» PASSAGE PROVIDED
⁂
Working Paper: NBER ID: w19613
Authors: Natalia Fabra; Mar Reguant
Abstract: We measure the pass-through of emissions costs to electricity prices and explore its determinants. We perform both reduced-form and structural estimations based on optimal bidding in this market. Using rich micro-level data, we estimate the channels affecting pass-through in a flexible manner, with minimal functional form assumptions. Contrary to many studies in the general pass-through literature, we find that emissions costs are almost fully passed-through to electricity prices. Since electricity is traded through high-frequency auctions for highly inelastic demand, firms have weak incentives to adjust markups after the cost shock. Furthermore, the costs of price adjustment are small.
⁂
» RECORD SET
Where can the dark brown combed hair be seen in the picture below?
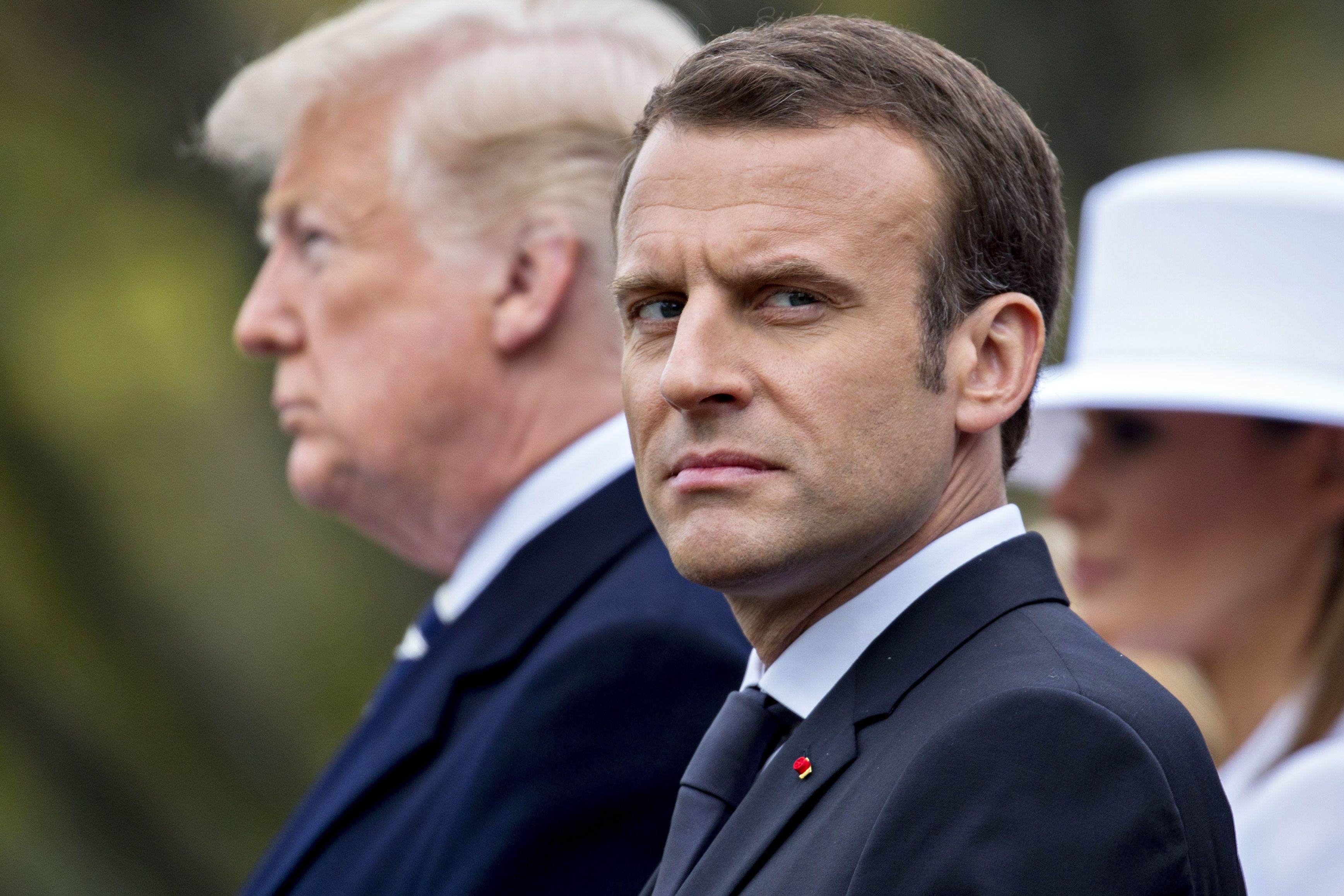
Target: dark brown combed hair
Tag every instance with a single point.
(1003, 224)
⁂
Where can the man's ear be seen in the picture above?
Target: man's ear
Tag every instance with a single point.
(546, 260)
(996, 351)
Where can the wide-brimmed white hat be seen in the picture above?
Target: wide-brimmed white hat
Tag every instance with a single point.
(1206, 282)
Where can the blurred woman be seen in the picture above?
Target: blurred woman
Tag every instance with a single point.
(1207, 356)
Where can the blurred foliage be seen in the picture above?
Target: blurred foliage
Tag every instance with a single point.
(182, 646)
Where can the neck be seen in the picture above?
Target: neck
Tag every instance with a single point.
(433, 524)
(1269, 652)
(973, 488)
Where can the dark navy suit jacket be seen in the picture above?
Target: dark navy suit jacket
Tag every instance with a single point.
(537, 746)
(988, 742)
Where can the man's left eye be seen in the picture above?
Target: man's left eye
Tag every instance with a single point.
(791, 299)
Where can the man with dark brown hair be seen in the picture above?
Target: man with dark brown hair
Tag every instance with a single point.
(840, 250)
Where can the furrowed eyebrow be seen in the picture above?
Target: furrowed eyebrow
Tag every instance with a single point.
⁂
» JOBS
1. Could you rewrite everything in the working paper abstract from "Working Paper: NBER" down to "adjustment are small.", swapping "electricity prices" for "power prices"?
2. Answer these about the working paper abstract:
(a) What is its NBER ID?
(b) Who are its authors?
(c) To what extent does it find emissions costs are passed through to electricity prices?
The records have no connection to the working paper abstract.

» ANSWERS BELOW
1.
Working Paper: NBER ID: w19613
Authors: Natalia Fabra; Mar Reguant
Abstract: We measure the pass-through of emissions costs to power prices and explore its determinants. We perform both reduced-form and structural estimations based on optimal bidding in this market. Using rich micro-level data, we estimate the channels affecting pass-through in a flexible manner, with minimal functional form assumptions. Contrary to many studies in the general pass-through literature, we find that emissions costs are almost fully passed-through to power prices. Since electricity is traded through high-frequency auctions for highly inelastic demand, firms have weak incentives to adjust markups after the cost shock. Furthermore, the costs of price adjustment are small.

2.
(a) w19613
(b) Natalia Fabra and Mar Reguant
(c) Almost fully